(Задания):
A) Кем был Уильям Виземан, согласно пометке принцессы в отрывке о переговорах Гогенлоэ?
B) Перепишите из отрывка о переговорах Гогенлоэ фрагмент, начиная со слов «Это поистине любопытнейший» и до слов «готовя полет Гесса!» включительно.

(Выбранный отрывок):
- - - - -
Я был удивлен спокойным тоном письма и отсутствием ультимативных требований… Насколько я помню, в нем называлась дата, кажется, сентябрь. До этого времени предложение должно было быть принято, иначе начнутся бомбардировки Англии. Я считал и считаю сейчас, что предложение было сделано всерьез. Добавлю, что письмо было подписано не только Хевелем, но и юридическим советником министерства иностранных дел Гауссом».
Это поистине любопытнейший документ; он показывает, как далеко заходили нацистские главари и их эмиссары в стремлении вывести Англию из войны и, может быть, сделать ее союзником в походе против Советского Союза. Любопытно и другое: упоминание Карла Буркхардта. С ним Гогенлоэ встречался не раз в 1940 году, зондируя позицию Лондона. А в 1941 году с тем же Буркхардтом встречался Хаусхофер, готовя полет Гесса!
Есть еще одна причина для того, чтобы придать важное значение переговорам Гогенлоэ — Келли. Выясняется, что и в действиях Гогенлоэ принимали прямое участие американские представители. На это до сих пор не известное обстоятельство я натолкнулся в том же архиве принца.
Среди меморандумов, собранных дочерью Гогенлоэ; было несколько телеграмм и писем. Письма принадлежали Паравичини (посреднику в контактах Гогенлоэ — Келли), Фрэнку Эштон-Гуэткину, Лесли Рэнсимену. Но телеграммы…
Первая из них — из Лондона в Лозанну. Некто за подписью Смит (это имя встречалось мне и раньше в переписке Гогенлоэ с деятелями Форин офиса) 9 сентября 1939 года извещал принца, что «уведомил Роялла Тайлера в Лиге наций» и тот «передаст ваши приветы». Заглянув в справочники и покопавшись в своем досье, я установил, что Р. Тайлер — американский экономист: в конце 20-х годов он был заместителем финансового комиссара Лиги наций в Венгрии. Но уже следующая телеграмма содержала упоминание человека куда более известного. Из Лондона 13 октября 1939 года Гогенлоэ извещали (он находился в Гааге), что его просят позвонить по поводу встречи. С кем? На телеграмме рукой принцессы Гогенлоэ (дочери принца Макса) записано: «Беседа с Даллесом». Даллес! Будущий руководитель бюро стратегической разведки США в Швейцарии, а после войны — глава ЦРУ?! Шпитци, комментировавший мне документы из архива Гогенлоэ, подтвердил это.
14 октября из Лондона пришла еще одна телеграмма: «Рекомендую вам встретиться с лицом, которое позвонит вам по телефону. Виземан» (принцесса на полях разъясняет: Уильям Виземан, американский банкир, друг Даллеса). Через день он же сообщал Гогенлоэ: «Приехал сюда на две-три недели. Родители Томми хотят получить консультацию ведущего американского доктора (приписка принцессы Гогенлоэ: «Даллеса»). Постараюсь и извещу вас телеграфно. Уильям Виземан».
- - - - -
(Извлечённые записи):
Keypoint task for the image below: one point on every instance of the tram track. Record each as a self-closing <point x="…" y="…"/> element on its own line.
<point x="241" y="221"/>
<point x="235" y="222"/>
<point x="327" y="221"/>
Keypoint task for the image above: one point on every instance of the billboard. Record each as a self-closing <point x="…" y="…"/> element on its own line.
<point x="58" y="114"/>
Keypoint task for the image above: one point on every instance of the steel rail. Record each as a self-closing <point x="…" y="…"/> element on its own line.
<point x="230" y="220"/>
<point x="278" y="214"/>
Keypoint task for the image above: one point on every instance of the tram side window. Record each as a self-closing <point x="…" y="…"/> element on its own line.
- - - - -
(Ответы к заданиям):
A) Американским банкиром, другом Даллеса.

B)
Это поистине любопытнейший документ; он показывает, как далеко заходили нацистские главари и их эмиссары в стремлении вывести Англию из войны и, может быть, сделать ее союзником в походе против Советского Союза. Любопытно и другое: упоминание Карла Буркхардта. С ним Гогенлоэ встречался не раз в 1940 году, зондируя позицию Лондона. А в 1941 году с тем же Буркхардтом встречался Хаусхофер, готовя полет Гесса!